:: SOURCE TEXT ::
September 22, 2016

How to make your home more energy efficient

How to make your home more energy efficient

Whether you are looking to cut your energy bills or to reduce your carbon footprint, making your home energy-efficient is always a good move. According to the International Energy Agency, “something is more energy-efficient, when it delivers more services for the same energy output or the same services for less energy output.” Back in July we discussed Green Construction and why it matters, but even if you are not yet ready for a complete “green overhaul”, you can still make your home more energy efficient by making small changes. We put together a few tips to help you with that.

Replace light bulbs

You can save a lot of energy by replacing your incandescent light bulbs with more energy-efficient ones. Compact fluorescent lamps (CFLs), halogen bulbs and light-emitting diode bulbs (LEDs) last a lot longer and consume less energy. If you are not sure what kind of energy-efficient bulbs to choose, look for the Energy Star label – those bulbs use 70 to 90 percent less energy than traditional incandescent ones, last 10 to 25 times longer and save a lot of money in electricity cost over their lifetime.

Replace light switches

Once you have replaced your light bulbs, you may consider updating your light switches as well. There are multiple models available on the market designed specifically to help you save energy. They can be used with multiple light sources including different technologies in one circuit. You can choose a switch with a dimmer, an “off” timer or the one with the “occupancy sensing” ability, which means that it turns the lights on when someone enters the room and turns them off 30 seconds to 30 minutes after everyone has left.


To preserve the energy already present in your home, you may consider improving your insulation. If you look at your home as an “envelope” you will notice that it probably has multiple leaks in doors, windows, outer walls and other openings. If you seal the leaks in the “envelope” through the right kind of insulation, it can help you not only save on your energy bills, but also make your home more comfortable by reducing the noise level from the street, providing better humidity control and offering an extra barrier against pests and allergens. You can improve your home insulation by sealing doors, windows and any cracks in the foundation. If your insulation needs are substantial, we recommend hiring a professional. When you seal your home’s “envelope,” you can immediately enjoy the increased comfort and decreased energy bills.

Replace shower heads

“Low Flow” shower heads got a “bad rep” on the Jerry Seinfeld show, as many of us can remember Jerry and Kramer with their misshapen hairdos after showering with “not enough pressure.” However, almost two decades later, “low flow” shower heads are no longer the nemesis they used to be. The newer models provide you with enough water pressure to shower effectively (and sometimes even better than with conventional models), while still reducing your water (and water heater) use. Look for the WaterSense label, which means that a shower head uses no more that 2 gallons-per-minute (gpm), while the traditional ones use at least 2.5 gpm.

Use cold water to do your laundry

Maintaining your laundry room equipment can go a long way to help your home to be more energy-efficient. There are a few things you can do, like doing full loads or using a special setting for reduced loads and regularly cleaning the screen in the dryer to prevent fire hazards and improve air circulation, but nothing saves you more energy in the laundry room than washing your clothes in cold water, using cold-water detergent. According to consumer reports, your clothes will be just as clean if you use cold water instead of “warm” or “hot” setting. The mechanical and chemical factors (the thumbling and friction in the machine and using the detergent) are strong enough without adding a heat source, even for your “whites.”

:: PROVIDED INFORMATION ::
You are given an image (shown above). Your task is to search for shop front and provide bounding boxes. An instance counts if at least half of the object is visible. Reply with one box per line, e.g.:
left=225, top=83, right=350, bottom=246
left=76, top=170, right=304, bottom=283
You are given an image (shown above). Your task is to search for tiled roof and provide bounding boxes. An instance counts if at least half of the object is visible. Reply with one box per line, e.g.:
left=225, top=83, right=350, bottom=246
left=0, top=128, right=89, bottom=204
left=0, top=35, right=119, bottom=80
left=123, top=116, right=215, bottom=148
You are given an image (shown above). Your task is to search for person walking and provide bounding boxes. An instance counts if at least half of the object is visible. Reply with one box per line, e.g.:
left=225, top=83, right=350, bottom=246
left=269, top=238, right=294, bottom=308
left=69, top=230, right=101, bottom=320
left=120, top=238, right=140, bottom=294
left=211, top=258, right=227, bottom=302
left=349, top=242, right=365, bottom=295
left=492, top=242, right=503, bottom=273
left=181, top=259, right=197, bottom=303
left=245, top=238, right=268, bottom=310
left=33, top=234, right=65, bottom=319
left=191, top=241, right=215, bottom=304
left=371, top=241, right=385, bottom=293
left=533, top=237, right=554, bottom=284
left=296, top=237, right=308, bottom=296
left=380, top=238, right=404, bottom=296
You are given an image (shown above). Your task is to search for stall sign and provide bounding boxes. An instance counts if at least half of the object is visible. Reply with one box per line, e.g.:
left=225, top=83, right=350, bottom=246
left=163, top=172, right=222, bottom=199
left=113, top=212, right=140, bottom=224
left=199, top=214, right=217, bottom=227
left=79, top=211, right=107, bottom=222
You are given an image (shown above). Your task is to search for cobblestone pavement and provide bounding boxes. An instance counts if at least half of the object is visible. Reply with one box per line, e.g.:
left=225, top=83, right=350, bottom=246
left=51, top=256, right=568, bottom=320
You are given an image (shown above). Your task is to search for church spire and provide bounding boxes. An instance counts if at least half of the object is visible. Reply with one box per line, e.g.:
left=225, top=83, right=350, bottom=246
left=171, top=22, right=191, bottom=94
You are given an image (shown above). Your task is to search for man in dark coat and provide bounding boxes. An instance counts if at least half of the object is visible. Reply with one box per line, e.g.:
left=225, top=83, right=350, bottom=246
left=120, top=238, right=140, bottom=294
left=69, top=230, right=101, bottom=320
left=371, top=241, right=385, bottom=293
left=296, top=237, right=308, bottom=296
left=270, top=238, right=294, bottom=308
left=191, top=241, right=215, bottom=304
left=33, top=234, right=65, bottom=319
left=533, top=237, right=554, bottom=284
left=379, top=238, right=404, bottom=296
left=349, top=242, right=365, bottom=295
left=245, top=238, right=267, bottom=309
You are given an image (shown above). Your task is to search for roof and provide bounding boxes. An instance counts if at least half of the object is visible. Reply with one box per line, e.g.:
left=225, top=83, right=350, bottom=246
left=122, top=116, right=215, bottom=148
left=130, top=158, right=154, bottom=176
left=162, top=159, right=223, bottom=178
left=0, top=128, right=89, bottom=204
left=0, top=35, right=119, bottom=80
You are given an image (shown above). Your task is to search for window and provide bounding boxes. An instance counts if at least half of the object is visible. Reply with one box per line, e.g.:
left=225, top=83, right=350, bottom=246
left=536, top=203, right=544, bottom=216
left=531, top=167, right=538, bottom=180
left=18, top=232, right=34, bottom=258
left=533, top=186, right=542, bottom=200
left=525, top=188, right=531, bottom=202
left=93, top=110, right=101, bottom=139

:: GIVEN TASK 1 ::
Name every type of energy-efficient light bulb that the article on home energy efficiency offers as a replacement for incandescent bulbs.
:: GIVEN TASK 2 ::
Reproduce the lines of the records word for word, starting at the line that contains "search for cobblestone" and ending at the line that contains "left=171, top=22, right=191, bottom=94".

:: TASK ANSWER 1 ::
Compact fluorescent lamps (CFLs), halogen bulbs, and light-emitting diode bulbs (LEDs).

:: TASK ANSWER 2 ::
You are given an image (shown above). Your task is to search for cobblestone pavement and provide bounding boxes. An instance counts if at least half of the object is visible. Reply with one box per line, e.g.:
left=225, top=83, right=350, bottom=246
left=51, top=256, right=568, bottom=320
You are given an image (shown above). Your task is to search for church spire and provide bounding boxes. An instance counts if at least half of the object is visible. Reply with one box per line, e.g.:
left=225, top=83, right=350, bottom=246
left=171, top=22, right=191, bottom=94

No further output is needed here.